**RECORDS PROVIDED**
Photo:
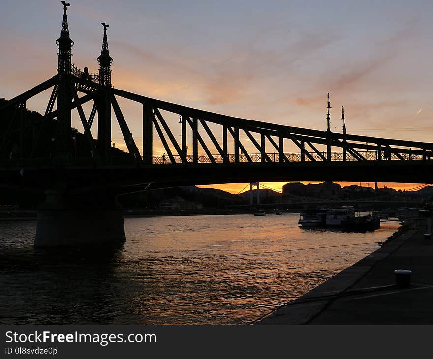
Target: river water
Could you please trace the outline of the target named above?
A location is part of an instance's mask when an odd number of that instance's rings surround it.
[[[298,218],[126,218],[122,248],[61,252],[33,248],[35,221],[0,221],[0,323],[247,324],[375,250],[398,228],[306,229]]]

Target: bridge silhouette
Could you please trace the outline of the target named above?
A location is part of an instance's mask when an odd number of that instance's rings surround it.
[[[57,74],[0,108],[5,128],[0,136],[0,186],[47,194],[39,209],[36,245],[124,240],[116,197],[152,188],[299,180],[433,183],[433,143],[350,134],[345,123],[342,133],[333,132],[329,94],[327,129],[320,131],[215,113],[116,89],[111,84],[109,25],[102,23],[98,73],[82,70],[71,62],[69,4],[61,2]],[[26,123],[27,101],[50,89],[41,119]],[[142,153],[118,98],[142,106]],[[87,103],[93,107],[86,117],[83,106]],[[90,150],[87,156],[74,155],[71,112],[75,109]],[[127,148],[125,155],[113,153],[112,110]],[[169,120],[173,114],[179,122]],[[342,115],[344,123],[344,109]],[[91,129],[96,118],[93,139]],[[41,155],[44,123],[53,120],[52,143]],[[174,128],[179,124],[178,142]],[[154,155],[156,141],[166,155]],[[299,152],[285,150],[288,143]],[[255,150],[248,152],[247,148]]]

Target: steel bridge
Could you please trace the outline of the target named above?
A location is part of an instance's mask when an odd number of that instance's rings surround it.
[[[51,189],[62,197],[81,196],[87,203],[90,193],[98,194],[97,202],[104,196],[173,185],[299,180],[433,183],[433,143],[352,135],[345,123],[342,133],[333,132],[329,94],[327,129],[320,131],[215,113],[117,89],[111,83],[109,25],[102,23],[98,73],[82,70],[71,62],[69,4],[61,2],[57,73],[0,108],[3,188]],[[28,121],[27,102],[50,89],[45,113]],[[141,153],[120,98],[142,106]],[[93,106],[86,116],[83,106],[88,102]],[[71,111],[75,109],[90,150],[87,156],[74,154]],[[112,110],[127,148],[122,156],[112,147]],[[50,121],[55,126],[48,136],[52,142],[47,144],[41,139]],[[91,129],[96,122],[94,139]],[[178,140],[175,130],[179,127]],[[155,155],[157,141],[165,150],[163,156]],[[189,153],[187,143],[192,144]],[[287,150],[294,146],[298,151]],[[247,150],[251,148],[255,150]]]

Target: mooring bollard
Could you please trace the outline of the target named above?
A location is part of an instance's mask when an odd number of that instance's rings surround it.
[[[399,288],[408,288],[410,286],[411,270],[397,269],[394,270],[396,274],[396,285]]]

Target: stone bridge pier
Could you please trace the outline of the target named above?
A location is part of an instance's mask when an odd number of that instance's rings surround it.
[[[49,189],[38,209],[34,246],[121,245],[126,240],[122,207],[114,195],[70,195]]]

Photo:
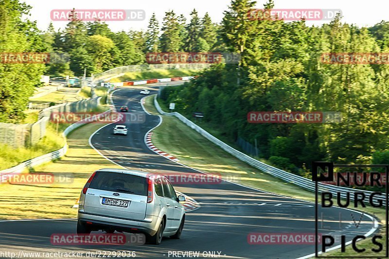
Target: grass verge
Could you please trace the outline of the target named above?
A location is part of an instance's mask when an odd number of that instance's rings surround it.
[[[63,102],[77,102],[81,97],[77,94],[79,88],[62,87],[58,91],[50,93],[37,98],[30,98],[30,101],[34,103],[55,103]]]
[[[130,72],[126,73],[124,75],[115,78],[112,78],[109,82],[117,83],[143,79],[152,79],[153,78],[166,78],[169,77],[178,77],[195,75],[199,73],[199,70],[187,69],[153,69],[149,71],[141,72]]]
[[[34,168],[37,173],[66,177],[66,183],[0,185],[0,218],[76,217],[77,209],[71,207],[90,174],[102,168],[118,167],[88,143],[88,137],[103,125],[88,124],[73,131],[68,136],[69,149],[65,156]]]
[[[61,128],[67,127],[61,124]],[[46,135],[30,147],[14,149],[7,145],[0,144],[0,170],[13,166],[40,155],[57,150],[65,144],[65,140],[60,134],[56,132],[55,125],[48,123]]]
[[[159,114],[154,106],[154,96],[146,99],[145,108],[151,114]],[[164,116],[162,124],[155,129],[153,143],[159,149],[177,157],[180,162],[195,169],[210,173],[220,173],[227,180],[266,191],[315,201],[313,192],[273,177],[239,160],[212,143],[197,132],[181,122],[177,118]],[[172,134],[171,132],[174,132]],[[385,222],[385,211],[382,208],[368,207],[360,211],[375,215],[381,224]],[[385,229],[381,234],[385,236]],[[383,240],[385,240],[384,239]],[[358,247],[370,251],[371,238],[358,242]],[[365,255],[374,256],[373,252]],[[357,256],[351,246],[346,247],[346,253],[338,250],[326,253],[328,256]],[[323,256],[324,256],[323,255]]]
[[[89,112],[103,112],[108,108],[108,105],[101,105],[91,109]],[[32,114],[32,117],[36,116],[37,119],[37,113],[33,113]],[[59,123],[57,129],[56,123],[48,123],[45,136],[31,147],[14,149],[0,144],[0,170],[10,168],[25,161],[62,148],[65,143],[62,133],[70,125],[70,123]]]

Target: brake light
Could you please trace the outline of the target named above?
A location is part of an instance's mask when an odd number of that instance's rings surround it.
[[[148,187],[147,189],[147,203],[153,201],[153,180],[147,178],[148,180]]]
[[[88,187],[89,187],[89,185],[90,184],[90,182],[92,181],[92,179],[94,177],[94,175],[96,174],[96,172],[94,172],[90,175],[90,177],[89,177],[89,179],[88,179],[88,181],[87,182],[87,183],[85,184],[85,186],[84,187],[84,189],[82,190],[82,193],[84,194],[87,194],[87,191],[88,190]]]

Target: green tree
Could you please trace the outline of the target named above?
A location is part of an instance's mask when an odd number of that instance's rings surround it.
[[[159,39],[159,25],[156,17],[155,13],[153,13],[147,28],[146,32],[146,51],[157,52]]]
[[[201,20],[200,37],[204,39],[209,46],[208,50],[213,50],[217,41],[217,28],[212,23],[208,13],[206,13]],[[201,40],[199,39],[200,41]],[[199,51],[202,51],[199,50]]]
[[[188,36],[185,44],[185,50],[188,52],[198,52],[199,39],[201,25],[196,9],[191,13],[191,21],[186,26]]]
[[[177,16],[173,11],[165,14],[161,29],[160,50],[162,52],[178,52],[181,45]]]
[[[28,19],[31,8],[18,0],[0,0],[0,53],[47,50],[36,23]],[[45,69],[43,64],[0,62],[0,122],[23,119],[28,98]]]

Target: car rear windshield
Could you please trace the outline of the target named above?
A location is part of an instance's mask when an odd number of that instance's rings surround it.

**YOUR GOAL**
Output the lines above in full and exactly as given, omitting any pictures.

**THE SOLUTION**
Photo:
Target: river water
Could you please trace the outline of the target named above?
A location is part of an instance's mask when an odd number of that instance's rings surround it.
[[[298,218],[126,218],[122,248],[61,252],[33,248],[35,221],[0,221],[0,323],[247,324],[375,250],[398,228],[306,229]]]

Target: bridge silhouette
Could you please trace the outline of the target named above?
A location is part of an instance's mask when an odd number of that instance's rings surround it.
[[[57,74],[0,108],[5,128],[0,136],[0,186],[47,194],[39,209],[36,245],[124,240],[116,197],[152,188],[299,180],[433,183],[433,143],[350,134],[345,123],[342,133],[333,132],[329,94],[327,129],[320,131],[215,113],[116,89],[111,84],[109,25],[102,23],[98,73],[82,70],[71,62],[69,4],[61,2]],[[26,123],[27,101],[50,89],[41,119]],[[142,153],[118,98],[142,106]],[[87,103],[93,107],[86,117],[83,106]],[[90,150],[87,156],[74,155],[71,112],[75,109]],[[127,148],[125,155],[113,153],[112,110]],[[169,120],[173,114],[179,122]],[[342,115],[344,123],[344,109]],[[91,129],[96,118],[93,139]],[[41,155],[44,123],[53,120],[52,143]],[[174,128],[179,124],[178,142]],[[154,155],[156,141],[166,155]],[[299,152],[285,150],[288,143]],[[255,150],[248,152],[247,148]]]

Target: steel bridge
Could you please trace the outline of the target named above?
A location is part of an instance's mask when an odd number of that instance's rings surround it.
[[[51,189],[62,197],[81,196],[87,203],[90,193],[98,194],[97,202],[104,196],[173,185],[299,180],[433,183],[433,143],[352,135],[345,123],[342,133],[333,132],[329,94],[327,129],[320,131],[215,113],[117,89],[111,83],[109,25],[102,23],[98,73],[82,70],[71,62],[69,4],[61,2],[57,73],[0,108],[3,188]],[[28,121],[27,102],[50,89],[45,113]],[[141,153],[120,98],[142,106]],[[93,106],[86,116],[83,106],[88,102]],[[71,111],[75,109],[90,150],[87,156],[74,154]],[[112,110],[127,148],[122,156],[112,147]],[[50,121],[55,126],[48,136],[52,142],[47,144],[41,139]],[[91,129],[96,122],[94,139]],[[178,140],[175,130],[179,127]],[[155,155],[157,141],[165,150],[163,156]],[[189,153],[187,143],[192,144]],[[287,150],[294,146],[298,151]],[[247,150],[251,148],[255,150]]]

Target: mooring bollard
Could you please trace the outline of the target named above?
A location is part of an instance's mask when an odd number of that instance's rings surround it.
[[[399,288],[408,288],[410,286],[411,270],[397,269],[394,270],[396,274],[396,285]]]

Target: stone bridge pier
Could you please trace the outline of the target named above?
A location is part of an instance's mask when an odd number of that instance's rings surround it.
[[[49,189],[38,209],[34,246],[121,245],[126,240],[122,207],[114,195],[70,195]]]

Photo:
Target: grass verge
Could you please trace the outline of the target named above?
A location is part of an instance's mask when an odd number of that instance's rings surround it.
[[[63,102],[77,102],[81,97],[77,94],[79,88],[62,87],[58,91],[50,93],[37,98],[30,98],[30,101],[34,103],[55,103]]]
[[[130,72],[126,73],[124,75],[115,78],[112,78],[109,82],[117,83],[143,79],[152,79],[153,78],[166,78],[169,77],[178,77],[195,75],[199,73],[199,70],[187,69],[153,69],[149,71],[141,72]]]
[[[34,168],[37,173],[66,177],[66,183],[0,185],[0,218],[76,217],[77,209],[71,207],[90,174],[102,168],[118,167],[88,143],[88,137],[103,125],[88,124],[73,131],[68,136],[69,149],[65,156]]]
[[[61,128],[67,127],[61,124]],[[46,135],[30,147],[14,149],[7,145],[0,144],[0,170],[13,166],[40,155],[57,150],[65,144],[65,140],[60,134],[56,132],[55,125],[48,123]]]
[[[159,114],[154,106],[154,96],[146,99],[145,108],[151,114]],[[164,116],[162,124],[155,129],[153,143],[159,149],[177,157],[180,162],[195,169],[210,173],[220,173],[227,180],[266,191],[315,201],[313,192],[273,177],[239,160],[212,143],[197,132],[181,122],[177,118]],[[172,134],[171,132],[174,132]],[[385,222],[385,211],[382,208],[368,207],[360,211],[375,215],[381,224]],[[385,229],[381,234],[385,236]],[[383,240],[385,240],[384,239]],[[358,247],[370,251],[371,238],[358,242]],[[365,255],[374,256],[373,252]],[[357,256],[351,246],[346,247],[346,253],[338,250],[326,253],[328,256]],[[323,256],[324,256],[323,255]]]
[[[89,112],[103,112],[108,108],[108,105],[101,105],[91,109]],[[32,114],[32,117],[36,116],[37,119],[37,113],[33,113]],[[59,123],[57,129],[56,123],[48,123],[45,136],[31,147],[14,149],[0,144],[0,170],[10,168],[25,161],[62,148],[65,143],[62,133],[70,125],[70,123]]]

Target: brake light
Could you please trace the outline of the target named above?
A location is part of an instance's mask when an odd number of that instance's rings surround it.
[[[148,187],[147,189],[147,203],[153,201],[153,180],[147,178],[148,180]]]
[[[88,187],[89,187],[89,185],[90,184],[90,182],[92,181],[92,179],[94,177],[94,175],[96,174],[96,172],[94,172],[90,175],[90,177],[89,177],[89,179],[88,179],[88,181],[87,182],[87,183],[85,184],[85,186],[84,187],[84,189],[82,190],[82,193],[84,194],[87,194],[87,191],[88,190]]]

Target: green tree
Could you please trace the outline of the target named above?
A location is part of an instance's mask when an odd number of that instance's rings surround it.
[[[159,39],[159,25],[156,17],[155,13],[153,13],[147,28],[146,32],[146,51],[157,52]]]
[[[201,20],[200,37],[204,39],[209,46],[208,50],[213,50],[217,41],[217,28],[212,23],[208,13],[206,13]],[[201,40],[199,39],[200,41]],[[199,51],[202,51],[199,50]]]
[[[188,36],[185,44],[185,50],[188,52],[198,52],[199,39],[201,25],[196,9],[191,13],[191,21],[186,26]]]
[[[177,16],[173,11],[165,14],[161,29],[160,50],[162,52],[178,52],[181,45]]]
[[[28,19],[31,8],[18,0],[0,0],[0,53],[47,50],[36,23]],[[45,69],[43,64],[0,62],[0,122],[23,119],[28,98]]]

Target: car rear windshield
Could you please trace the outline of the target named above?
A location is part of an instance's mask when an odd number of that instance's rings surround it.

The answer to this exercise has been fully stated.